Continue the court order about justiciability, starting right after its last sentence.

--- Start of Source ---

United States District Court, W.D. Washington, Seattle

July 22, 2019

WEYERHAEUSER COMPANY, Plaintiff,
v.
NOVAE SYNDICATE 2007, et al., Defendants.

          ORDER TO SHOW CAUSE WHY THIS CASE SHOULD NOT BE DISMISSED AS NONJUSTICIABLE

          THE HONORABLE JAMES L. ROBART U.S. DISTRICT COURT JUDGE

         Plaintiff Weyerhaeuser Company (“Weyerhaeuser”) seeks a judgment under the Declaratory Judgment Act, 28 U.S.C. § 2201, that Weyerhaeuser is not required to arbitrate any coverage dispute that may arise under the excess liability policies it purchased from Defendants Novae Syndicate 2007, Apollo Liability Consortium 9984, ANV Casualty Consortium 9148, SCOR UK Company Ltd., Starstone Syndicate 1301, Hiscox Dedicated Corporate Member Limited as representative member of Syndicate 33 at Lloyd's, and Starr Underwriting Agents Ltd. (collectively, “Defendants”). (See generally Compl. (Dkt. # 1).) For the reasons discussed below, the court ORDERS the parties to show cause, within seven days of the filing date of this order, why this action should not be dismissed as nonjusticiable.

         The concept of justiciability “expresses the jurisdictional limitations imposed upon federal courts by the ‘case or controversy' requirement” of Article III of the United States Constitution. See Corrie v. Caterpillar, Inc., 503 F.3d 974, 980 (9th Cir. 2007) (citation omitted); U.S. Const., art. III, § 2. Justiciability is a threshold matter that courts have an independent obligation to evaluate, sua sponte, if necessary, before reaching the merits of a case. See, e.g., Am. Civil Liberties Union of Nev. v. Lomax, 471 F.3d 1010, 1015 (9th Cir. 2006); see also Toumajian v. Frailey, 135 F.3d 648, 652 (9th Cir. 1998) (“In this action, as in all actions before a federal court, the necessary and constitutional predicate for any decision is a determination that the court has jurisdiction-that is[, ] the power- to adjudicate the dispute.”).

--- End of Source ---
--- Start of Stored rows ---

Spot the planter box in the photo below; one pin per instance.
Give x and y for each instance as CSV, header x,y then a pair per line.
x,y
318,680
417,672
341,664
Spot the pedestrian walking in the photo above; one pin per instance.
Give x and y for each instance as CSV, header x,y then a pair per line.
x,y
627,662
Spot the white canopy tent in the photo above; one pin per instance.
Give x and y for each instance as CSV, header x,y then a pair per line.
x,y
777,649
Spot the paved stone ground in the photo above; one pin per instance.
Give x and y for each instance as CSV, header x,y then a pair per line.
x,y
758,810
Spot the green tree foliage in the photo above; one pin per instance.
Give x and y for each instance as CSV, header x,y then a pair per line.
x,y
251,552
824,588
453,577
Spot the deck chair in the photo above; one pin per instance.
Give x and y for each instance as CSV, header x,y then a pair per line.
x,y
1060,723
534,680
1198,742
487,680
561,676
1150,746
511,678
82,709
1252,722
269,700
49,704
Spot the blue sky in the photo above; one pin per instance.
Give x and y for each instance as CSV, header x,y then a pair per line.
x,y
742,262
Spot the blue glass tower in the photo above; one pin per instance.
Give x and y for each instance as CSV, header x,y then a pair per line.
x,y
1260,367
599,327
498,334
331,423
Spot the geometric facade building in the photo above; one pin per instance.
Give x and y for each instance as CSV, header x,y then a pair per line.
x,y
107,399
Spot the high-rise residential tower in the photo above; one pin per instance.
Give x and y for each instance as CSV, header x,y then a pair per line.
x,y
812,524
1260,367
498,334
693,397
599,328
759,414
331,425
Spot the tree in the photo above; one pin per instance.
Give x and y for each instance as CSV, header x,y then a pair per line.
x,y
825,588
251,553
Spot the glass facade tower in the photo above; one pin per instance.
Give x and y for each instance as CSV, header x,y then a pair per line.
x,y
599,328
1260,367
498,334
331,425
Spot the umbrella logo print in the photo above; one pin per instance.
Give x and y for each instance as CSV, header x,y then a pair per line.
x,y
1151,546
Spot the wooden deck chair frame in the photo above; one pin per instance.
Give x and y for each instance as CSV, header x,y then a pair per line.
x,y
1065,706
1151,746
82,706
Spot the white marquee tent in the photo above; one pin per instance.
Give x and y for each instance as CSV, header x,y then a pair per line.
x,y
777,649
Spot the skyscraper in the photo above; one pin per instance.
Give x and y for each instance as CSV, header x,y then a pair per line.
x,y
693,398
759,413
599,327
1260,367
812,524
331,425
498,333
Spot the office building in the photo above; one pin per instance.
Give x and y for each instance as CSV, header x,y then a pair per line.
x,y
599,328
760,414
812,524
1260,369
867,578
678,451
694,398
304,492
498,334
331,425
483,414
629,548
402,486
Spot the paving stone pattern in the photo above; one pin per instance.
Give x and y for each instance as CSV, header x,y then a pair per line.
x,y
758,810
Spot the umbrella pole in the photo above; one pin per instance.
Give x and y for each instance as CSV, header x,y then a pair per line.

--- End of Stored rows ---

(Solved exercise)
         The Declaratory Judgment Act provides, in relevant part, that, “[i]n a case of actual controversy within its jurisdiction, . . . any court of the United States . . . may declare the rights and other legal relations of any interested party seeking such declaration, whether or not further relief is or could be sought.” 28 U.S.C. § 2201(a). The phrase “case of actual controversy” refers to the types of cases and controversies that are justiciable under Article III of the Constitution. See MedImmune, Inc. v. Genentech, Inc., 549 U.S. 118, 126-27 (2007). An actual controversy exists within the meaning of the Declaratory Judgment Act when the dispute is “definite and concrete, touching the legal relations of parties having adverse legal interests.” Id. at 127 (quoting Aetna Life Ins. Co. v. Haworth, 300 U.S. 227, 240-41 (1937)). Further, the dispute must be “real and substantial and admit of specific relief through a decree of a conclusive character, as distinguished from an opinion advising what the law would be upon a hypothetical set of facts.” Id. (internal quotation marks omitted). The basic question in each case is “whether the facts alleged, under all the circumstances, show that there is a substantial controversy, between parties having adverse legal interests, of sufficient immediacy and reality to warrant the issuance of a declaratory judgment.” Id. (quoting Md. Cas. Co. v. Pac. Coal & Oil Co., 312 U.S. 270, 273 (1941)). Even where the Article III requirement of an actual controversy is satisfied, the district court's exercise of its declaratory judgment authority is discretionary. See Gov't Emps. Ins. Co. v. Dizol, 133 F.3d 1220, 1222-23 (9th Cir. 1998).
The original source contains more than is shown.